_学習課題_
[1] インタビューで早矢仕氏は、DOAシリーズではどの作品からオンライン対戦に取り組んでいると述べていますか。
[2] インタビューの「それに,ちょうどDOAシリー」から「ころ入れる予定はないですね。」までを、一字一句変えずに書き写しなさい。
[3] インタビューに名前が出てくるキャラクターをすべて挙げなさい。

_読解文_
------------
それに,ちょうどDOAシリーズにもレイ・ファンという中華系の女の子がいて,共演の楽しみもありましたしね。
4Gamer:
6月に行ったインタビュー時点で,サラの場合に髪の毛の一本にまでこだわったというお話がありましたが,パイの場合はいかがでしょうか。
早矢仕氏:
表情ですね。DOA5では,目がすごく活き活きとするような表現を頑張っていることもありますし,もちろんモデリング自体にもいろいろ手を入れて,ものすごく可愛いパイに仕上がっています。
4Gamer:
それは楽しみですね。「可愛い」で思い出したのですが,ほかの3D格闘ゲームでは,キャラクターの外見をプレイヤー側でカスタマイズできる機能がありますよね。DOA5でもコスチュームは選べますが,あまり自由度は高くありません。何故なのでしょうか。
うーん,格闘ゲームって,それぞれに強みがあると思うんですよ。DOAシリーズでいえば,それは女性の表現であったり,ステージを絡めたエンターテイメント性であったり……。
4Gamer:
ホールドの概念による3すくみの構造であるとか。
早矢仕氏:
そうですね。だからもしカスタマイズ要素を入れるのであれば,キャラクターをより可愛く,より魅力的に見せる手段としてあるべきだ,というのが我々の考えです。なので,元のキャラクターのイメージが失われてしまうような過度なカスタマイズ要素は,今のところ入れる予定はないですね。
4Gamer:
うーん,なるほど。そういえば,前回のインタビューで「7年経った今なら,DOA5が作れると思った」とおっしゃっていましたよね。そのときはステージギミックの進化が突破口になったというお話でしたが,キャラクターのビジュアルについても同じ事が言えそうです。
早矢仕氏:
いや,まったくそのとおりです。
4Gamer:
1〜2年前にはできなかったのは,なぜなんでしょうか。技術的な問題とか?
早矢仕氏:
ハードや技術的な問題もありますが,正直に言えば,スタッフがもっと成長する必要があったんです。例えば2011年5月に「DEAD OR ALIVE Dimensions」をリリースしましたが……。
4Gamer:
ニンテンドー3DSのタイトルですね。
早矢仕氏:
シリーズがずっとお休みしていたので,プレイヤーに対しては,改めて入口となるものを用意しておこうという位置づけのタイトルです。ですが内部的には,開発チームを鍛え直すという目的もあったんですよ。そのステップを踏んだおかげで,こうしてDOA5を作ることができたという。
4Gamer:
キャラクター以外の部分についてはどうでしょうか。これまであまり情報が出てこなかった要素では,オンライン対戦がどうなっているかが気になっている人も多いのではないかと思うのですが。
早矢仕氏:
オンライン対戦については,これまで実際に体験していただく機会がなかったので,心配させてしまったかもしれませんね。ただ,我々はDOA4からオンライン対戦に取り組んでいますし,今回もしっかり戦えるものになってますよ。
4Gamer:
なるほど。実は対戦時の遅延の問題などはあまり心配していないのですが,マッチングのインタフェースの部分が気になっているんです。ルームとかチャットとか。
------------
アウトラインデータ
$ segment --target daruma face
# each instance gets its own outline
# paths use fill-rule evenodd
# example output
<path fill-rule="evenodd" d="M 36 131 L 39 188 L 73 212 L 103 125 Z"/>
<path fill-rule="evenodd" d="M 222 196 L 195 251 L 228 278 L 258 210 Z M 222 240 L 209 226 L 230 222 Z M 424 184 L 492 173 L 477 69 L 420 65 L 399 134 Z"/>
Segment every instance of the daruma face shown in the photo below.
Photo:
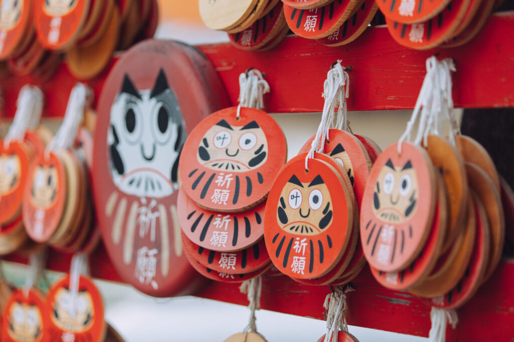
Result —
<path fill-rule="evenodd" d="M 9 309 L 7 332 L 16 341 L 32 342 L 38 340 L 43 335 L 41 312 L 35 305 L 20 301 L 13 303 Z"/>
<path fill-rule="evenodd" d="M 85 289 L 79 290 L 75 307 L 67 288 L 59 289 L 53 301 L 50 314 L 52 321 L 59 329 L 75 333 L 89 330 L 94 323 L 95 308 L 91 295 Z"/>
<path fill-rule="evenodd" d="M 0 195 L 12 192 L 20 183 L 21 164 L 14 154 L 0 155 Z"/>
<path fill-rule="evenodd" d="M 197 156 L 206 168 L 242 172 L 266 163 L 267 150 L 267 139 L 256 121 L 232 126 L 222 119 L 206 133 Z"/>
<path fill-rule="evenodd" d="M 45 12 L 50 15 L 61 16 L 71 11 L 79 0 L 45 0 Z"/>
<path fill-rule="evenodd" d="M 384 222 L 401 223 L 415 213 L 417 177 L 411 162 L 395 166 L 390 159 L 380 171 L 373 195 L 373 211 Z"/>
<path fill-rule="evenodd" d="M 36 207 L 47 209 L 56 200 L 59 188 L 57 170 L 52 166 L 39 165 L 32 182 L 31 199 Z"/>
<path fill-rule="evenodd" d="M 302 183 L 293 175 L 280 195 L 277 222 L 282 229 L 298 235 L 316 235 L 332 224 L 332 196 L 321 175 Z"/>
<path fill-rule="evenodd" d="M 23 9 L 23 0 L 2 0 L 0 3 L 0 28 L 8 30 L 20 18 Z"/>
<path fill-rule="evenodd" d="M 107 131 L 111 175 L 125 193 L 160 198 L 178 188 L 186 138 L 176 97 L 161 70 L 153 89 L 138 90 L 125 75 Z"/>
------------
_解答例_
[1] DOA4からです。

[2]
それに,ちょうどDOAシリーズにもレイ・ファンという中華系の女の子がいて,共演の楽しみもありましたしね。
4Gamer:
6月に行ったインタビュー時点で,サラの場合に髪の毛の一本にまでこだわったというお話がありましたが,パイの場合はいかがでしょうか。
早矢仕氏:
表情ですね。DOA5では,目がすごく活き活きとするような表現を頑張っていることもありますし,もちろんモデリング自体にもいろいろ手を入れて,ものすごく可愛いパイに仕上がっています。
4Gamer:
それは楽しみですね。「可愛い」で思い出したのですが,ほかの3D格闘ゲームでは,キャラクターの外見をプレイヤー側でカスタマイズできる機能がありますよね。DOA5でもコスチュームは選べますが,あまり自由度は高くありません。何故なのでしょうか。
うーん,格闘ゲームって,それぞれに強みがあると思うんですよ。DOAシリーズでいえば,それは女性の表現であったり,ステージを絡めたエンターテイメント性であったり……。
4Gamer:
ホールドの概念による3すくみの構造であるとか。
早矢仕氏:
そうですね。だからもしカスタマイズ要素を入れるのであれば,キャラクターをより可愛く,より魅力的に見せる手段としてあるべきだ,というのが我々の考えです。なので,元のキャラクターのイメージが失われてしまうような過度なカスタマイズ要素は,今のところ入れる予定はないですね。

[3] レイ・ファン、サラ、パイ